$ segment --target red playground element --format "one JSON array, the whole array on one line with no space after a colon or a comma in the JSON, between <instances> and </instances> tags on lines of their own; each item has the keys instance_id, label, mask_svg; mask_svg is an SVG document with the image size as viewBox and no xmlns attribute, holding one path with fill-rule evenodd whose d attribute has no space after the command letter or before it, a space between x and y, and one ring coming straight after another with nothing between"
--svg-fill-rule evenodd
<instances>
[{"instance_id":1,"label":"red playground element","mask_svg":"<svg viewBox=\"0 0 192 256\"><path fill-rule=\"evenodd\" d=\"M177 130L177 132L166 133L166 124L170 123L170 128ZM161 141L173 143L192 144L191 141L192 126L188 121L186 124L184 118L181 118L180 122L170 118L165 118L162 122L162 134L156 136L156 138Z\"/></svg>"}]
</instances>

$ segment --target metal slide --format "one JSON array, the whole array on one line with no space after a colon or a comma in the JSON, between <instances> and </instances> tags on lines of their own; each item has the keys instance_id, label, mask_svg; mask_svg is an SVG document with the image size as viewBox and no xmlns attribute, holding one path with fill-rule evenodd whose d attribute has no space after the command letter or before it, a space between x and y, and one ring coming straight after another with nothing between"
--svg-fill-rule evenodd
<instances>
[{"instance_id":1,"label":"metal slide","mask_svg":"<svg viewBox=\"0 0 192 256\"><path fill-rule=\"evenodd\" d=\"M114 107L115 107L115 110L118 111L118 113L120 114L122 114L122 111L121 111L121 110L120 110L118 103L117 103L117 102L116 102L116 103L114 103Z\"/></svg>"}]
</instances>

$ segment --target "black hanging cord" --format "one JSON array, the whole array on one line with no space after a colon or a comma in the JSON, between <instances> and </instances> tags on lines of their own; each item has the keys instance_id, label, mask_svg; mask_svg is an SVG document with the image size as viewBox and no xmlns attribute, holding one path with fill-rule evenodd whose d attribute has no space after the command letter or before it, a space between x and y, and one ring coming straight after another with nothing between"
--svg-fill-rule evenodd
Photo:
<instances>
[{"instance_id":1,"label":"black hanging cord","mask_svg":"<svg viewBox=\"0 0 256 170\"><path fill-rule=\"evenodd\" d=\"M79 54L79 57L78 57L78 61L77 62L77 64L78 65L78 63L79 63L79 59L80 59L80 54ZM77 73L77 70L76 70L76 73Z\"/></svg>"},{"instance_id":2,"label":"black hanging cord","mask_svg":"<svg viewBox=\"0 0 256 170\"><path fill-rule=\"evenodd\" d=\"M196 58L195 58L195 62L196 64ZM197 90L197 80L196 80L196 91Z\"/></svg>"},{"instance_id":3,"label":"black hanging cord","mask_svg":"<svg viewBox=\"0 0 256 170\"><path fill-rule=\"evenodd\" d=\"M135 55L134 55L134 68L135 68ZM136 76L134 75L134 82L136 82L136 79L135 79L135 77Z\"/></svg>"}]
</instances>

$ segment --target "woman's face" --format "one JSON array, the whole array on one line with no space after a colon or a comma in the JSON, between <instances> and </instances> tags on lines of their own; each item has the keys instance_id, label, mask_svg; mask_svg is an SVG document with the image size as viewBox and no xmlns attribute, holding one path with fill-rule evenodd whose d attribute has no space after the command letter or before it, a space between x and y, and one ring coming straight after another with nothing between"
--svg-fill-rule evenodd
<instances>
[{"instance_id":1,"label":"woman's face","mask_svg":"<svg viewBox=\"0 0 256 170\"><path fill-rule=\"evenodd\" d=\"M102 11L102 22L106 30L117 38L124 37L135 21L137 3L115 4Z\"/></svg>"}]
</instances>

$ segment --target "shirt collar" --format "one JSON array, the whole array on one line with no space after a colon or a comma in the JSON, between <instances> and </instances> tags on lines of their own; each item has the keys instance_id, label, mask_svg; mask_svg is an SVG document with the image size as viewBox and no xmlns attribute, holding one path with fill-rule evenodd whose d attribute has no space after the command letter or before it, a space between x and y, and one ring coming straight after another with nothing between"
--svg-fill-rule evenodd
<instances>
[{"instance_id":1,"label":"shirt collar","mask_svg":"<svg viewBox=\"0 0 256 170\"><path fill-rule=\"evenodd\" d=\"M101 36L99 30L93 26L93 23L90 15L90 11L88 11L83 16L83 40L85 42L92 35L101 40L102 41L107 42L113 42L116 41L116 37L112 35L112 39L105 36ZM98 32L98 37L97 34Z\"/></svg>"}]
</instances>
----------
- [WHAT TO PRODUCE] Set down every record above exactly as given.

- [TASK ANSWER]
$ segment --target red playground element --format "one JSON array, the whole array on one line with no space after a colon or a comma in the JSON, between <instances> and </instances> tags on lines of their own; each item has the keys instance_id, label, mask_svg; mask_svg is an SVG document with the image size as viewBox and no xmlns attribute, holding one path with fill-rule evenodd whose d attribute has no space after the command letter or before it, a space between x and y, and one ring coming straight after another with nothing between"
--svg-fill-rule evenodd
<instances>
[{"instance_id":1,"label":"red playground element","mask_svg":"<svg viewBox=\"0 0 192 256\"><path fill-rule=\"evenodd\" d=\"M177 130L177 132L166 133L166 124L170 123L170 128ZM161 141L173 143L192 144L191 141L192 126L188 121L186 124L184 118L181 118L180 122L170 118L165 118L162 122L162 134L156 136L156 138Z\"/></svg>"}]
</instances>

$ segment --target metal slide --format "one JSON array, the whole array on one line with no space after a colon or a comma in the JSON, between <instances> and </instances> tags on lines of their own; each item has the keys instance_id, label, mask_svg; mask_svg is an SVG document with the image size as viewBox and no xmlns attribute, holding one path with fill-rule evenodd whose d attribute has no space after the command letter or before it, a space between x and y, and one ring coming straight after another with nothing between"
--svg-fill-rule evenodd
<instances>
[{"instance_id":1,"label":"metal slide","mask_svg":"<svg viewBox=\"0 0 192 256\"><path fill-rule=\"evenodd\" d=\"M114 107L115 107L115 110L118 111L118 113L120 114L122 114L122 111L121 111L121 110L120 110L118 103L117 103L117 102L116 102L116 103L114 103Z\"/></svg>"}]
</instances>

$ segment --target "black hanging cord" --format "one JSON array, the whole array on one line with no space after a colon or a comma in the JSON, between <instances> and </instances> tags on lines of their own; each item has the keys instance_id, label, mask_svg; mask_svg is an SVG document with the image size as viewBox and no xmlns attribute, holding one path with fill-rule evenodd whose d attribute has no space after the command letter or before it, a space between x and y, and one ring coming straight after another with nothing between"
--svg-fill-rule evenodd
Photo:
<instances>
[{"instance_id":1,"label":"black hanging cord","mask_svg":"<svg viewBox=\"0 0 256 170\"><path fill-rule=\"evenodd\" d=\"M79 54L79 57L78 57L78 61L77 62L77 64L78 65L78 63L79 63L79 59L80 59L80 54ZM77 73L77 70L76 70L76 73Z\"/></svg>"},{"instance_id":2,"label":"black hanging cord","mask_svg":"<svg viewBox=\"0 0 256 170\"><path fill-rule=\"evenodd\" d=\"M196 58L195 58L195 62L196 64ZM197 90L197 80L196 80L196 91Z\"/></svg>"},{"instance_id":3,"label":"black hanging cord","mask_svg":"<svg viewBox=\"0 0 256 170\"><path fill-rule=\"evenodd\" d=\"M135 55L134 55L134 68L135 68ZM136 76L134 75L134 82L136 82L136 79L135 79L135 77Z\"/></svg>"}]
</instances>

$ segment --target "woman's face" --format "one JSON array, the whole array on one line with no space after a colon or a comma in the JSON, between <instances> and </instances> tags on lines of their own; each item has the keys instance_id, label, mask_svg; mask_svg is an SVG document with the image size as viewBox and no xmlns attribute, holding one path with fill-rule evenodd whose d attribute has no space after the command letter or before it, a space between x and y, and one ring coming straight after another with nothing between"
--svg-fill-rule evenodd
<instances>
[{"instance_id":1,"label":"woman's face","mask_svg":"<svg viewBox=\"0 0 256 170\"><path fill-rule=\"evenodd\" d=\"M102 11L102 22L106 30L117 38L124 37L135 21L137 3L115 4Z\"/></svg>"}]
</instances>

$ segment --target "shirt collar" --format "one JSON array, the whole array on one line with no space after a colon or a comma in the JSON, between <instances> and </instances> tags on lines of their own; each item has the keys instance_id, label, mask_svg; mask_svg is an SVG document with the image size as viewBox and no xmlns attribute, holding one path with fill-rule evenodd whose d attribute has no space after the command letter or before it, a space between x and y, and one ring coming straight after another with nothing between"
--svg-fill-rule evenodd
<instances>
[{"instance_id":1,"label":"shirt collar","mask_svg":"<svg viewBox=\"0 0 256 170\"><path fill-rule=\"evenodd\" d=\"M101 36L99 30L93 26L93 23L90 15L90 11L88 11L83 16L83 40L85 42L92 35L101 40L102 41L107 42L113 42L116 41L116 37L112 35L112 39L105 36ZM98 32L98 37L97 34Z\"/></svg>"}]
</instances>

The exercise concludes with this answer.